DOKUMENTAUSZUG:
Irgendwann in nicht allzu ferner Zukunft werden alle Zeitzeugen der NS-Zeit gestorben und die lebendigen Erinnerungen an das dunkelste Kapitel der deutschen Geschichte mit ihnen begraben sein. Kolja Mensing hält in seinem dokumentarischen Roman Fels (Verbrecher Verlag) die Erinnerungen seiner Großmutter an den jüdischen Viehhändler Albert Fels fest und schreibt damit auch eine kleine Lokalgeschichte des Nationalsozialismus im dörflichen Niedersachsen.
Albert Fels war alles andere als ein ansehnlicher Zeitgenosse. Die Großmutter des Erzählers wie auch einige Zeitdokumente beschreiben ihn als alkoholkranken, übergewichtigen Mann mit bezeichnendem roten Kopf und einem nie behandelten Leistenbruch, der sich zu einem großen Gewebesack verwachsen hat. Aus diesem Grund trug er in seinen letzten Lebensjahren nur Kittelhosen und weite Hemden, um die Deformierung zu verstecken. Auch seine Scheidung scheint auf den Leistenbruch und die daraus resultierende Impotenz zurückzugehen, denn anders war es in den 1920er Jahren kaum realisierbar, dass eine Frau sich von ihrem Mann scheiden ließ. Und dass er Jude war, konnte sie vor dem Erlass der Nürnberger Gesetze nicht geltend machen.
Doch Albert Fels war nicht immer ein so trauriger Geselle. Von seinem Vater Itzig Fels erbte er ein gut gehendes Viehhandelsgeschäft, das er zusammen mit seinem nicht-jüdischen Partner zu einem regional überaus erfolgreichen Mischung aus Viehhandel und Schlachterei ausbaute. Doch dann kam der langsame Abstieg. In Folge der Nürnberger Gesetze und anderer Erlasse wurden seine Möglichkeiten immer weiter eingeschränkt, schließlich verkaufte er seine Anteile am Geschäft und wurde zum einfachen Knecht, der auf der Diele schlief.
Das Handelsverbot, das Albert Fels getroffen hatte, war nur eine von vielen kleinen Repressalien gegen die jüdische Bevölkerung im Landkreis. Auch die selbstständigen jüdischen Viehhändler gerieten unter Druck.Tag für Tag wurden neue Plakate an ihre Türen geklebt, »Meidet die Juden!«, »Kauft nicht bei Juden!«, und die ersten von ihnen hatten sich bereits aus dem Geschäft zurückgezogen.

SCHRIFTLICHE AUFGABE 1: Zitiere aus dem Dokumentauszug über den Roman „Fels“ die Stelle, die bei „Doch Albert Fels“ beginnt und bei „der Diele schlief.“ endet.

EINGABEDATEN:
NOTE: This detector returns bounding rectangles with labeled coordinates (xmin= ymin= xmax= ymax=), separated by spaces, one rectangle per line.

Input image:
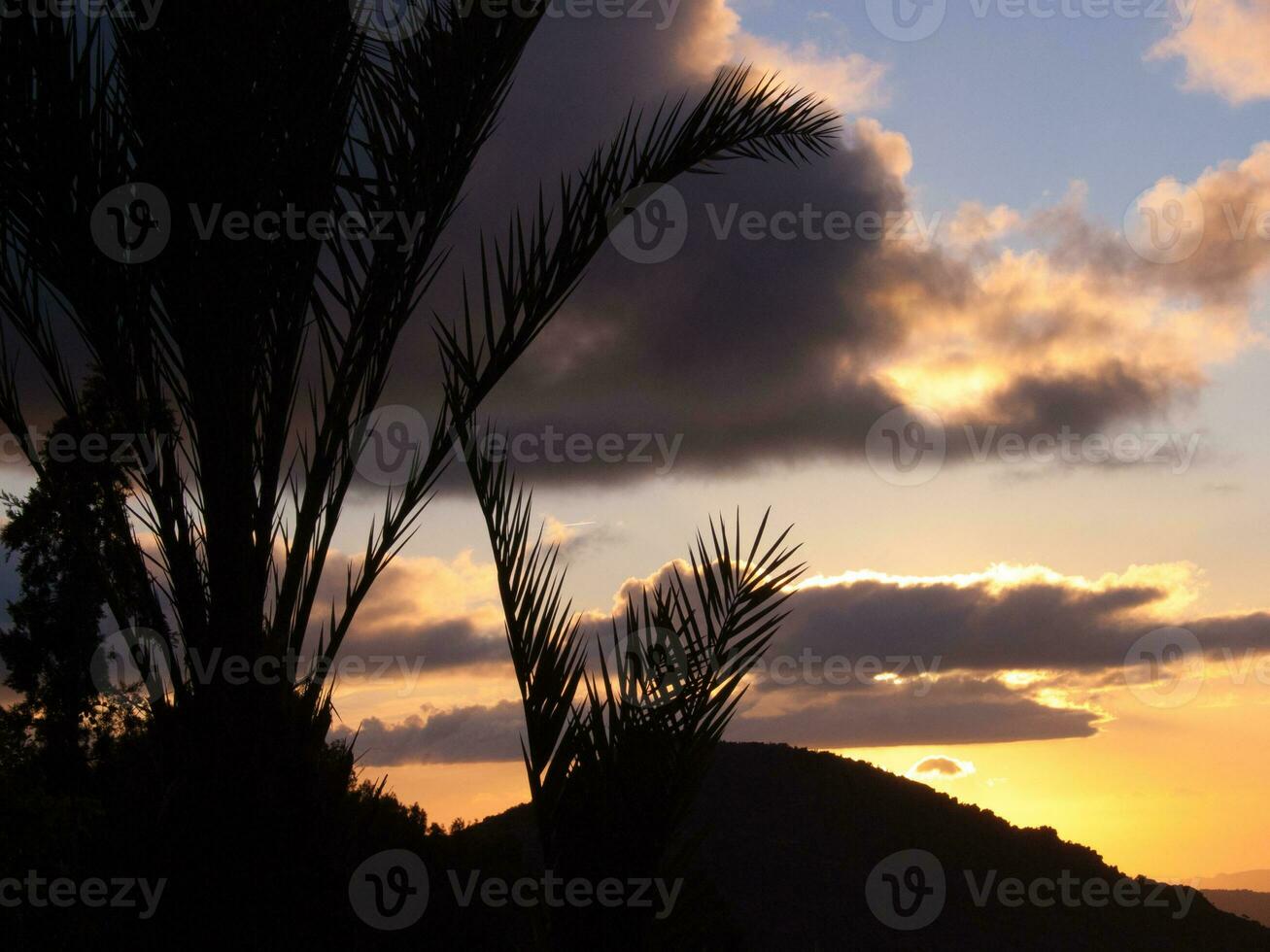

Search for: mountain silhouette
xmin=1204 ymin=889 xmax=1270 ymax=926
xmin=455 ymin=744 xmax=1270 ymax=952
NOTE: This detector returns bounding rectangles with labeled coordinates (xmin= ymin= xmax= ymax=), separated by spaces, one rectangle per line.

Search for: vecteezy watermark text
xmin=0 ymin=0 xmax=165 ymax=29
xmin=865 ymin=849 xmax=1198 ymax=932
xmin=348 ymin=849 xmax=683 ymax=931
xmin=865 ymin=406 xmax=1203 ymax=486
xmin=865 ymin=0 xmax=1199 ymax=43
xmin=0 ymin=425 xmax=168 ymax=472
xmin=0 ymin=869 xmax=168 ymax=919
xmin=88 ymin=629 xmax=427 ymax=697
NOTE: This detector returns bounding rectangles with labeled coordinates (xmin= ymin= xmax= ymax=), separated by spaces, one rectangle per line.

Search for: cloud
xmin=327 ymin=562 xmax=1270 ymax=765
xmin=758 ymin=563 xmax=1270 ymax=692
xmin=408 ymin=0 xmax=1270 ymax=483
xmin=7 ymin=0 xmax=1270 ymax=489
xmin=1147 ymin=0 xmax=1270 ymax=104
xmin=728 ymin=678 xmax=1101 ymax=748
xmin=905 ymin=755 xmax=976 ymax=781
xmin=330 ymin=700 xmax=525 ymax=766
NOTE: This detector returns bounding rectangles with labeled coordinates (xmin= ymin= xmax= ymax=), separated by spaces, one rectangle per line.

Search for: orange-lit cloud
xmin=1149 ymin=0 xmax=1270 ymax=103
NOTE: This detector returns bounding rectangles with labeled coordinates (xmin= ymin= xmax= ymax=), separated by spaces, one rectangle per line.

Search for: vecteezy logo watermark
xmin=865 ymin=849 xmax=947 ymax=932
xmin=1124 ymin=629 xmax=1270 ymax=708
xmin=608 ymin=183 xmax=688 ymax=264
xmin=348 ymin=849 xmax=683 ymax=931
xmin=88 ymin=629 xmax=175 ymax=700
xmin=0 ymin=0 xmax=164 ymax=29
xmin=90 ymin=183 xmax=425 ymax=264
xmin=865 ymin=406 xmax=947 ymax=486
xmin=475 ymin=424 xmax=683 ymax=476
xmin=865 ymin=849 xmax=1198 ymax=932
xmin=604 ymin=629 xmax=691 ymax=708
xmin=88 ymin=182 xmax=171 ymax=264
xmin=348 ymin=849 xmax=428 ymax=932
xmin=1124 ymin=186 xmax=1205 ymax=264
xmin=865 ymin=406 xmax=1203 ymax=486
xmin=0 ymin=869 xmax=168 ymax=919
xmin=353 ymin=405 xmax=429 ymax=486
xmin=1124 ymin=629 xmax=1204 ymax=708
xmin=865 ymin=0 xmax=947 ymax=43
xmin=865 ymin=0 xmax=1199 ymax=43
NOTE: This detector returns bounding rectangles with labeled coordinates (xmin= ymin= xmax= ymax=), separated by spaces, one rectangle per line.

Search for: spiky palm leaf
xmin=0 ymin=0 xmax=835 ymax=746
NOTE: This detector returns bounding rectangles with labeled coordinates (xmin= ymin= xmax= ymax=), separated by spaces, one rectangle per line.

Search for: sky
xmin=4 ymin=0 xmax=1270 ymax=878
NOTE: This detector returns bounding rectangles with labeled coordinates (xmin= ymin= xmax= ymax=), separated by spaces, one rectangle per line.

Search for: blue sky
xmin=733 ymin=0 xmax=1270 ymax=222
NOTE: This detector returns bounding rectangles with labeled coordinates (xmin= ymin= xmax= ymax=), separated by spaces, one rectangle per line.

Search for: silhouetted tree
xmin=467 ymin=440 xmax=803 ymax=948
xmin=0 ymin=0 xmax=835 ymax=940
xmin=0 ymin=378 xmax=161 ymax=788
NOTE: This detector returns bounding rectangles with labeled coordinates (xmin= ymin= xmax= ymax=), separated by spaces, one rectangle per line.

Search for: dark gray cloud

SCHRIFTLICHE AUFGABE 2: Gib die Auflistung vom Anfang bis einschließlich der Zeile mit „xmin=88 ymin=629 xmax=427 ymax=697“ erneut aus und setze dabei „finder“ an die Stelle von „detector“, ohne sonst etwas zu verändern. Lass die Bilder weg und liefere nur diese Zeilen.

RICHTIGES ERGEBNIS 1:
Doch Albert Fels war nicht immer ein so trauriger Geselle. Von seinem Vater Itzig Fels erbte er ein gut gehendes Viehhandelsgeschäft, das er zusammen mit seinem nicht-jüdischen Partner zu einem regional überaus erfolgreichen Mischung aus Viehhandel und Schlachterei ausbaute. Doch dann kam der langsame Abstieg. In Folge der Nürnberger Gesetze und anderer Erlasse wurden seine Möglichkeiten immer weiter eingeschränkt, schließlich verkaufte er seine Anteile am Geschäft und wurde zum einfachen Knecht, der auf der Diele schlief.

RICHTIGES ERGEBNIS 2:
NOTE: This finder returns bounding rectangles with labeled coordinates (xmin= ymin= xmax= ymax=), separated by spaces, one rectangle per line.

Input image:

Search for: mountain silhouette
xmin=1204 ymin=889 xmax=1270 ymax=926
xmin=455 ymin=744 xmax=1270 ymax=952
NOTE: This finder returns bounding rectangles with labeled coordinates (xmin= ymin= xmax= ymax=), separated by spaces, one rectangle per line.

Search for: vecteezy watermark text
xmin=0 ymin=0 xmax=165 ymax=29
xmin=865 ymin=849 xmax=1198 ymax=932
xmin=348 ymin=849 xmax=683 ymax=931
xmin=865 ymin=406 xmax=1203 ymax=486
xmin=865 ymin=0 xmax=1199 ymax=43
xmin=0 ymin=425 xmax=168 ymax=472
xmin=0 ymin=869 xmax=168 ymax=919
xmin=88 ymin=629 xmax=427 ymax=697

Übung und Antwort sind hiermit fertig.